*** Opening Exercise materials ***

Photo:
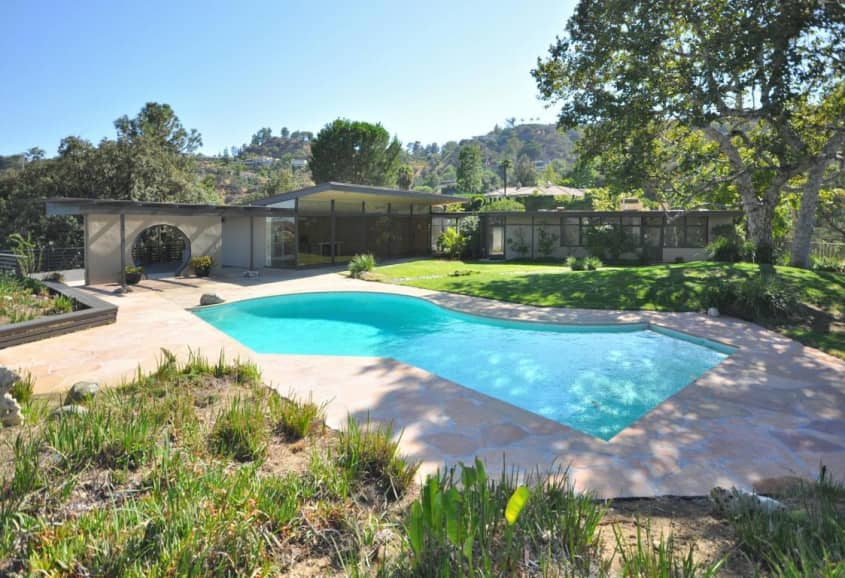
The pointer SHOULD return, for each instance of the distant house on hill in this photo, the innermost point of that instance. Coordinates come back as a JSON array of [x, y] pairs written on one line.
[[537, 191]]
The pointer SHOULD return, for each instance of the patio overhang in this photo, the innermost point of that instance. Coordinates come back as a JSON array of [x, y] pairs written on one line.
[[360, 193]]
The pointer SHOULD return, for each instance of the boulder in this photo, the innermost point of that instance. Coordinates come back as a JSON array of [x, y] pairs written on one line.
[[10, 411], [68, 410], [211, 299], [7, 378], [81, 391]]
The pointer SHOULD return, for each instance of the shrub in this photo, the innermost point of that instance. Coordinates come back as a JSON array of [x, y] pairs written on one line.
[[470, 230], [592, 263], [763, 297], [369, 454], [202, 265], [240, 431], [575, 263], [831, 264], [361, 264], [730, 249], [451, 243]]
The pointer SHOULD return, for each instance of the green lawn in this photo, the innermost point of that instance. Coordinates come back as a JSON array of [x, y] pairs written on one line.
[[677, 287]]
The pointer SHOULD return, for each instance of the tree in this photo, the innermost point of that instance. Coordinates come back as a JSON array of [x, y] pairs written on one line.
[[354, 152], [406, 177], [469, 169], [506, 165], [526, 173], [731, 82]]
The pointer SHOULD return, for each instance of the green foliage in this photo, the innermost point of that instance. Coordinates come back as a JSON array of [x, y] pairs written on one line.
[[369, 454], [546, 242], [764, 297], [469, 171], [240, 431], [828, 264], [465, 524], [25, 298], [805, 539], [360, 264], [354, 152], [730, 249], [451, 243], [519, 243], [405, 178], [202, 265], [606, 242], [295, 418], [22, 389], [650, 557], [27, 254], [470, 230], [575, 263], [506, 205]]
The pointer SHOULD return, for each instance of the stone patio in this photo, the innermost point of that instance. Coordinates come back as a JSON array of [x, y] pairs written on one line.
[[773, 408]]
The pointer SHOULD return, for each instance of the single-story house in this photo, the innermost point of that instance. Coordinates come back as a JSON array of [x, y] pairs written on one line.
[[649, 236], [327, 223]]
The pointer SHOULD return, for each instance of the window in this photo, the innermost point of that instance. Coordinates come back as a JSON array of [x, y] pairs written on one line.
[[570, 232]]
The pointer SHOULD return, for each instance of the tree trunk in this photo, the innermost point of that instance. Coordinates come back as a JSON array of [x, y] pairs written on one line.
[[804, 224]]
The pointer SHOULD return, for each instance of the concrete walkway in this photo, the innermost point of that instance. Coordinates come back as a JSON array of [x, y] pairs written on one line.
[[773, 408]]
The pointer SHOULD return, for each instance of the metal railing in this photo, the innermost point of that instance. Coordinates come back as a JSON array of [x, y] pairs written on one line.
[[826, 250], [50, 259]]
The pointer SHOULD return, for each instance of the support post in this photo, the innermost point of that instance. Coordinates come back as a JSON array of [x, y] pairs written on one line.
[[364, 224], [123, 250], [331, 236], [532, 237], [251, 243]]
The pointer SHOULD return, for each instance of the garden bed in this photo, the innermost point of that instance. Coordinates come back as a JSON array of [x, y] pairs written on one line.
[[37, 310]]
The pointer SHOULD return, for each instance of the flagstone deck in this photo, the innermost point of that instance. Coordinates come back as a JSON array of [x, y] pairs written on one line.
[[773, 408]]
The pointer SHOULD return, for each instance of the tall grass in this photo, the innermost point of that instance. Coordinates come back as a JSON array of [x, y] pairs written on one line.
[[240, 431], [370, 455]]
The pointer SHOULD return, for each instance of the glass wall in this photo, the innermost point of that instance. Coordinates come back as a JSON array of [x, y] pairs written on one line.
[[281, 242]]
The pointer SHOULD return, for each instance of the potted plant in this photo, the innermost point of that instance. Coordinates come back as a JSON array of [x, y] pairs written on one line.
[[202, 265], [133, 274]]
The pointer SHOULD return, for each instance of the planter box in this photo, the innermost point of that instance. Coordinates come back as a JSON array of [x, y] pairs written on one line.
[[97, 312]]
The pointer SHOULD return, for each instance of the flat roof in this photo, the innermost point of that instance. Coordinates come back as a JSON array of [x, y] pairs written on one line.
[[584, 212], [75, 206], [328, 191]]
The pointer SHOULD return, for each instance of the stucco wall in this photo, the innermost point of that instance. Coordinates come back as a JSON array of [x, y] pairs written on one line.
[[235, 251], [102, 241]]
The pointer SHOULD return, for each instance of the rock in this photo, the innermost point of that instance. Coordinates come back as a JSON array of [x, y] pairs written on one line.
[[68, 410], [211, 299], [7, 378], [780, 486], [10, 411], [81, 391]]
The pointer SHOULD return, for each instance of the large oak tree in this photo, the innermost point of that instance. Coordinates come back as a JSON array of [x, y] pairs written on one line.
[[708, 94], [354, 152]]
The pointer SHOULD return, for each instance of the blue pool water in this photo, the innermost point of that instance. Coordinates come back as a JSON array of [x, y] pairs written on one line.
[[597, 379]]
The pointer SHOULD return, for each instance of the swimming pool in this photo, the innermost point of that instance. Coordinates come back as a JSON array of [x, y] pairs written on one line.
[[596, 379]]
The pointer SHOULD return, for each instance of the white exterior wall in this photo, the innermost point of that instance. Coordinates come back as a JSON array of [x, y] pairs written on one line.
[[102, 240], [235, 251]]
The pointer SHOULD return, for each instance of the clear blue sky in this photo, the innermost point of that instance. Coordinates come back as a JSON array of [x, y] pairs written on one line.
[[429, 71]]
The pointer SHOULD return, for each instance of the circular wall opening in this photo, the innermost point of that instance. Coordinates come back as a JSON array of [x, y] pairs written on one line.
[[161, 250]]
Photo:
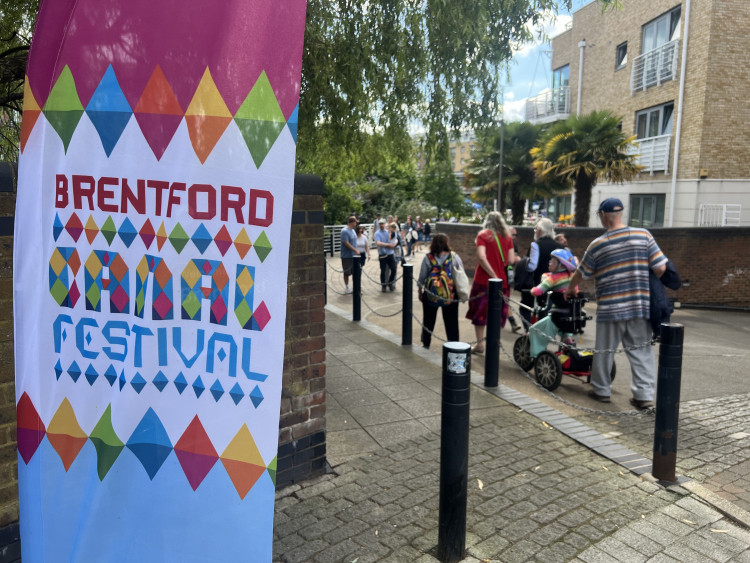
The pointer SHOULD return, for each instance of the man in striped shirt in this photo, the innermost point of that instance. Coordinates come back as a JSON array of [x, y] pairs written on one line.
[[619, 262]]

*** Closing Exercise materials ***

Work order: Every line of the data above should be repeated exactly. Omit the pictures.

Task output:
Photo:
The pointer SHOULD return, for each instance of the distant house on hill in this photo, the innermost point of that instance. Coordinates come back as a JSON array of [x, y] pairs written on one line.
[[537, 191]]
The pointer SHOULD return, for each instance of the patio overhang in this photo, the innermost point of that instance. Coordinates come back as a JSON array of [x, y] pairs written on one line.
[[360, 193]]
The pointer SHOULD return, for each instance of the boulder in this photo, the innermost point of that instance. Coordinates come back as a JSON array of [x, y] pairs written on one line.
[[10, 411], [68, 410], [211, 299], [7, 378], [81, 391]]
The pointer SHOULD return, for each instance of the shrub in this photo, the innermost point of that instance. Coordinates come back as a JSON array of [x, y] pairs written on one line.
[[470, 230], [592, 263], [763, 297], [369, 454], [202, 265], [240, 431], [575, 263], [831, 264], [361, 264], [730, 249], [451, 243]]
The pointer SHOULD return, for each instance of the green lawn in this photo, the innermost point of that instance. Coordinates come back as a JSON array of [x, y] pairs written on one line.
[[677, 287]]
The pointer SHOULD return, for each instance of the tree in this photo, the innermost point of that instance. Coordinates come back as a JSON array of [x, y] pairs written on one line.
[[354, 152], [406, 177], [469, 169], [506, 165], [526, 173], [731, 82]]
The pointer SHOULD return, for each instance of the green foliage in this photo, the innermost point of that instance. Coordinates come back as a JSON array of [x, y] pairs written on one line.
[[369, 454], [546, 242], [764, 297], [469, 171], [240, 431], [828, 264], [465, 524], [25, 298], [805, 539], [360, 264], [354, 152], [730, 249], [451, 243], [519, 243], [405, 178], [202, 265], [606, 242], [295, 418], [22, 389], [650, 557], [27, 254], [470, 230], [575, 263], [506, 205]]
The pointer SHOULD return, for each instance of the stone patio in this photo, the innermost point of that instance. Coordinates come back as a JSON array of [x, y] pairs written on one line.
[[773, 408]]
The pointer SHOULD return, for each instance of the single-story house in this photo, the innermost point of that instance. Coordinates come back as a JSON array of [x, y] pairs written on one line.
[[649, 236], [327, 223]]
The pointer SHOULD return, for each instance of the window in this photo, the innermost point of that instance. Coordinates come back as a JSON array of [x, y] pairs written on one line.
[[570, 232]]
The pointer SHOULD return, for each instance of the tree trunk in this photo, the innermost point of that instance. Coordinates come back as a JSON array of [x, y] pairs written on one line.
[[804, 224]]
The pointer SHOULD return, for each instance of the concrete walkway in this photo, the innermost point of that instance. Coordinates come back as a JSON array of [x, y] pairs written on one line.
[[773, 408]]
The pointer SHOULD return, for each instance of the metal railing in this photo, the innermost point of that instance. Coordinates come back as a JSON array of [x, y] pairs written on one line.
[[826, 250], [50, 259]]
The pointer SHOULD return, for each instance of the support post in this photo, the innermost point of that instance. Coordinates come back as a JSON array of [x, y] pairs written on one line.
[[364, 224], [123, 250], [331, 236], [532, 237], [251, 243]]
The pointer SHOULD return, for each instance of the garden bed in this photo, the innermost point of that instance. Coordinates come back as a JSON array of [x, y] pairs written on one line.
[[37, 310]]
The pointer SHOULD return, for each instance of the flagstone deck in this photo, the innermost point of that instance. Coordinates come back as a JSON array of [x, y] pairs written on one line.
[[773, 408]]
The pointer SHOULD return, for each instance of the tall grass in this photo, the innermost point of that instance. Coordinates come back as a JSON array of [x, y] pairs written on one line.
[[240, 431], [370, 455]]
The pointer SHOULD return, for each instance of the glass wall in this photo, the innermost point of that instance. Coordinates come back as a JSON array of [x, y] pairs written on one line.
[[281, 242]]
The pointer SHOULD return, for each instance of the potted plant in this photo, the innermost point of that instance. Coordinates come back as a JSON array of [x, y] pairs written on one line.
[[202, 265], [133, 274]]
The pointer SHOULD return, for each instance of the planter box in this photo, the innermost point of that instance. Coordinates come back as a JSON array of [x, y] pairs written on one line.
[[97, 312]]
The pointer SHOULD return, for each instance of the flat roof in this photo, the innermost point of that instance. Coordinates come back as a JSON array of [x, y] pairs written on one line.
[[584, 212], [75, 206], [328, 191]]
The pointer SHOULD return, for each instance of the stucco wall in this photo, the innermost point of that instance. Coordinates come back as a JSON array of [x, y] pairs written on one line.
[[235, 251], [102, 241]]
The pointer SHOULD return, for each instance of the rock in this photo, the innermost point of that instance. Coordinates come back as a JSON array of [x, y] pairs written on one line.
[[68, 410], [211, 299], [7, 378], [780, 486], [10, 411], [81, 391]]
The pointer SHOULD return, for each instance of the large oak tree in this photo, the innermost point of that instance. Coordinates come back as a JSON array of [x, y] pairs written on one line.
[[708, 94], [354, 152]]
The pointer SHOULD return, for each instance of the blue pool water in this photo, the innermost point of that instance. Coordinates come back as a JSON array of [x, y] pairs written on one line.
[[597, 379]]
The pointer SHOULD return, for each instance of the swimming pool in this photo, the innermost point of that instance. Coordinates come back as a JSON array of [x, y] pairs written on one line.
[[596, 379]]
The pointer SHOULD return, for each instance of the white exterior wall in this photo, the innermost point of that instance. Coordinates come back as a JSON array of [x, y] pairs written on one line.
[[102, 240], [235, 251]]
The pointer SHOULD return, for each instance of the clear blue sky in this photo, the innermost point of that instance. Coordinates come back as a JSON array of [x, y] pairs written on one line.
[[429, 71]]
The pointer SHOULD return, for each instance of the circular wall opening in this photo, the innermost point of that instance. Coordinates come back as a JSON array of [x, y] pairs written on one line.
[[161, 250]]
Photo:
The pointer SHOULD return, for each instance of the man in striped shirt in this photo, the innermost point of that instance. Coordinates come back as a JSON array of [x, y] pairs written on one line.
[[619, 262]]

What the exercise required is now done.